● Задание 1
Перескажите отрывок о московских салонах и кружках в трех предложениях.

● Фрагмент текста
Особенной известностью пользовался салон Зинаиды Александровны Волконской. Здесь бывали Пушкин, Мицкевич, Чаадаев, Вяземский, Веневитинов, Одоевский. Частыми посетителями были Грибоедов и Алябьев. Здесь усердно музицировали не только постоянные участники и посетители кружков, но выступали и выдающиеся русские и зарубежные музыканты. Оживленно обсуждались разные вопросы и проблемы музыкальной жизни, формировались идейно-эстетические направления.

Вечера проходили в чтении и музыке. Княгиня обладала контральто исключительной силы и красоты и великолепно пела. Знала хорошо музыку, писала прозой и стихами, сочиняла романсы, кантаты. «Царицей муз и красоты» назвал ее Пушкин. Обширная мемуарная литература полна восторженных отзывов о многогранной одаренности Волконской. «Все дышало грацией и поэзией в необыкновенной женщине, целиком посвятившей себя искусству, — читаем в воспоминаниях современника, А. Н. Муравьева. — Художница, музыкантша, писательница — одним словом, артистка в душе, княгиня Зинаида блистала в свете умом, образованностью, талантом и этими дарами, помимо красоты, завладевала вниманием высокообразованных и талантливых молодых людей, которых она соединила у себя». С 1824 года и на протяжении ряда последующих лет (до переезда в Петербург) Волконская жила в Москве.

Личные (еще с отроческих лет) и творческие интересы связывали Алябьева с высокообразованным музыкантом и композитором, авторитетным музыкальным деятелем Михаилом Юрьевичем Виельгорским. Его музыкальный салон был подлинным центром музыкальной Москвы. Крупнейшие артисты, приезжавшие в Москву, добивались возможности выступить у Виельгорского, прежде чем явиться перед широкой публикой. Высокую оценку «домашним концертам» Виельгорского дал В. Ф. Одоевский. В них соединялись и «выбор сочинений, и достоинство музыкантов, и точность исполнения — три условия, без которых музыка теряет свою цену». Салон Виельгорского задавал тон музыкальной жизни Москвы. Алябьев часто посещал музыкальные собрания Виельгорского, был его соавтором (вместе с Верстовским и Шольцем) по сочинению музыки к водевилю «Проситель». Дружил Алябьев и с младшим братом Михаила Юрьевича — Матвеем Юрьевичем, великолепным виолончелистом.

Особенно разительный пример содружества поэзии и музыки — кружок А. Дельвига, лицейского друга, «брата названого» Пушкина, высокоодаренного поэта, литературного деятеля, издателя и критика, тонкого ценителя поэзии. Кружок Дельвига привлекал лучшие литературные силы своего времени.

● Записи

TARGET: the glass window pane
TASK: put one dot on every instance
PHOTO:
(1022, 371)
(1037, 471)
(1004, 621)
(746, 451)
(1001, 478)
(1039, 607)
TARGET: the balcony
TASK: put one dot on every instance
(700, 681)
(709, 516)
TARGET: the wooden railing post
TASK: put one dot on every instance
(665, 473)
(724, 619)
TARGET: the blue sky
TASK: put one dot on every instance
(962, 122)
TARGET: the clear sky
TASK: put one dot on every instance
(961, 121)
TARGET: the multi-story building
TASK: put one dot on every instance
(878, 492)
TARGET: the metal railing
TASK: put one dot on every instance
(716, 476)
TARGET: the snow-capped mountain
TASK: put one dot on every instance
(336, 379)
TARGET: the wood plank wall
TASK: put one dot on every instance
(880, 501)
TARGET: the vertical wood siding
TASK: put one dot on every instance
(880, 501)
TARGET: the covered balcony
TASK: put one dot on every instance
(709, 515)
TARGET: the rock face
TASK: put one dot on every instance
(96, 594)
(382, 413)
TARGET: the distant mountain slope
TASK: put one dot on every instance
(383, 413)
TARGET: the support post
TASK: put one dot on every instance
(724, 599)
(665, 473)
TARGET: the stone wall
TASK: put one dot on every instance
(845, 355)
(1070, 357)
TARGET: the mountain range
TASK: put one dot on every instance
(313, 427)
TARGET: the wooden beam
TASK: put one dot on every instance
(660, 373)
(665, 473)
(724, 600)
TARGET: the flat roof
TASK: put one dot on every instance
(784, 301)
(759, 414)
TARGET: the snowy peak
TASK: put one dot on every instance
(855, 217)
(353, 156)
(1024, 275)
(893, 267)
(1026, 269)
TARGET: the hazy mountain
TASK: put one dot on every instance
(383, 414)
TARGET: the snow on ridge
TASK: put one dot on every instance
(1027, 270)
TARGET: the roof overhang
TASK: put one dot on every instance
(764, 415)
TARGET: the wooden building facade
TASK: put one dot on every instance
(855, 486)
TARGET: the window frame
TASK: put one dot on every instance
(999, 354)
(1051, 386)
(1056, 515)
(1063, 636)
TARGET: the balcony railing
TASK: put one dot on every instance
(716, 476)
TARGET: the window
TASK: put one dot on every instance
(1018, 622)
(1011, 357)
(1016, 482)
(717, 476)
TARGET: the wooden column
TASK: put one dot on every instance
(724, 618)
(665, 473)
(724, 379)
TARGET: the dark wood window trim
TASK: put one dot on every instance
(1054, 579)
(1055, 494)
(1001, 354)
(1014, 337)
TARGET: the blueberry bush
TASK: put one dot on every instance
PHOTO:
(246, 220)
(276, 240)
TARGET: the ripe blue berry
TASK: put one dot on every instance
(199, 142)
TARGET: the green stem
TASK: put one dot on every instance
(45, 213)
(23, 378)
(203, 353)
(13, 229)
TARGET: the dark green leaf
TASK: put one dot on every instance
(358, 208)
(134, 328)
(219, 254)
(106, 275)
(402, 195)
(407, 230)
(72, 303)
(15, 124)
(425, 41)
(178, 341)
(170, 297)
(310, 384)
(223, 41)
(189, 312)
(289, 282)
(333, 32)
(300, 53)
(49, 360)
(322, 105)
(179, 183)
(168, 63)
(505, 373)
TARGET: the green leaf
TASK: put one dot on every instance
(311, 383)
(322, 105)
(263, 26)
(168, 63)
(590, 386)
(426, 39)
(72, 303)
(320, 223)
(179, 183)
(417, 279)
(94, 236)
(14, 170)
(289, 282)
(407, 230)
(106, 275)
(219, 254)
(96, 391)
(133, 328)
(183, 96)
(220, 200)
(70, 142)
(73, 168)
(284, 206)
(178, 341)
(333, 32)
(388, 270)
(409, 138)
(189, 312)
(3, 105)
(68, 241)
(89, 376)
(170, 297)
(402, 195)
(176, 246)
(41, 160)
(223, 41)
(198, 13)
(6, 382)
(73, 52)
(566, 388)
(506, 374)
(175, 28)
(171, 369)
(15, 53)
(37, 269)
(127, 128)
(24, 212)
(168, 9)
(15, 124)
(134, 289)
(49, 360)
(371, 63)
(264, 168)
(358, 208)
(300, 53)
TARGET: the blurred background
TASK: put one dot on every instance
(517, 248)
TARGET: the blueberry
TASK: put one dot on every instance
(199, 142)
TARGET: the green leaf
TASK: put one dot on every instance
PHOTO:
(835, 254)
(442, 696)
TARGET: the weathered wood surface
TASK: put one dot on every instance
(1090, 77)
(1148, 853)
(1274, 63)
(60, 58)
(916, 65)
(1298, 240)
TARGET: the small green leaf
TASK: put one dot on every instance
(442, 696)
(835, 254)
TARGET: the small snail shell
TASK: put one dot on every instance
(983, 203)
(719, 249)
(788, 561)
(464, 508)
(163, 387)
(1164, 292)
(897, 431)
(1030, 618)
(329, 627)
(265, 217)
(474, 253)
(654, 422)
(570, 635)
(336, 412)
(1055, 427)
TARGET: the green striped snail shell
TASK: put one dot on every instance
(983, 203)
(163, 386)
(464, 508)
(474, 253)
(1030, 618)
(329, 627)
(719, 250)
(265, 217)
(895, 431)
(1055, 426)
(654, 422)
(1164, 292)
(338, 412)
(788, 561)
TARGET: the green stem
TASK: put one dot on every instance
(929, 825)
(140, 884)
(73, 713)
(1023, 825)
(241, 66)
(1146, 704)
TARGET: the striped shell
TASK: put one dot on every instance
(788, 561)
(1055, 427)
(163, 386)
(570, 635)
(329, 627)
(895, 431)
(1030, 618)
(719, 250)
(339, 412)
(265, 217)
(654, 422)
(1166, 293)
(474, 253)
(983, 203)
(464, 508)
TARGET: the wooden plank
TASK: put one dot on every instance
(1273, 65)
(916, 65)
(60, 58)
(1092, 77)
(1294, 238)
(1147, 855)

● Задание 2
Преобразуйте в CSV из двух столбцов, «запрос» и «ответ», записи от строки с «TARGET: the wooden plank» до конца записей включительно. Каждая запись занимает одну строку: ее текст и ответ стоят в отдельных полях в кавычках, переносы строк заменены пробелами.

● Результат 1
В салоне Зинаиды Волконской, которую Пушкин назвал «царицей муз и красоты», бывали Пушкин, Мицкевич, Грибоедов, Алябьев и другие; там читали, музицировали и обсуждали вопросы музыкальной жизни. Музыкальный салон Михаила Виельгорского был подлинным центром музыкальной Москвы, и Алябьев часто посещал его собрания, а вместе с ним, Верстовским и Шольцем сочинил музыку к водевилю «Проситель». Кружок Дельвига, лицейского друга Пушкина, был особенно разительным примером содружества поэзии и музыки и привлекал лучшие литературные силы своего времени.

● Результат 2
запрос,ответ
"TARGET: the wooden plank TASK: put one dot on every instance","(1273, 65) (916, 65) (60, 58) (1092, 77) (1294, 238) (1147, 855)"